Set exercise: Render every one of the rows below as a numbered list, leaving out any blank lines.
┌──
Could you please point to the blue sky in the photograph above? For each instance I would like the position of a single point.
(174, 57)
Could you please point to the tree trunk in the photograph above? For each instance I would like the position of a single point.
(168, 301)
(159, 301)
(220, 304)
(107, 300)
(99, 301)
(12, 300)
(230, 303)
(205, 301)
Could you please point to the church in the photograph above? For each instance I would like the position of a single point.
└──
Correct result:
1. Could you please point to the blue sky in the photograph above? For each instance I would like the position of a single point.
2. (174, 57)
3. Could you please point to the tree trunk in the photograph above? For each instance I would like the position of a single point.
4. (168, 301)
5. (159, 301)
6. (220, 304)
7. (107, 300)
8. (99, 301)
9. (12, 300)
10. (230, 303)
11. (205, 301)
12. Could you please point to the church in the photograph above? For each instance I would like the position of a single point.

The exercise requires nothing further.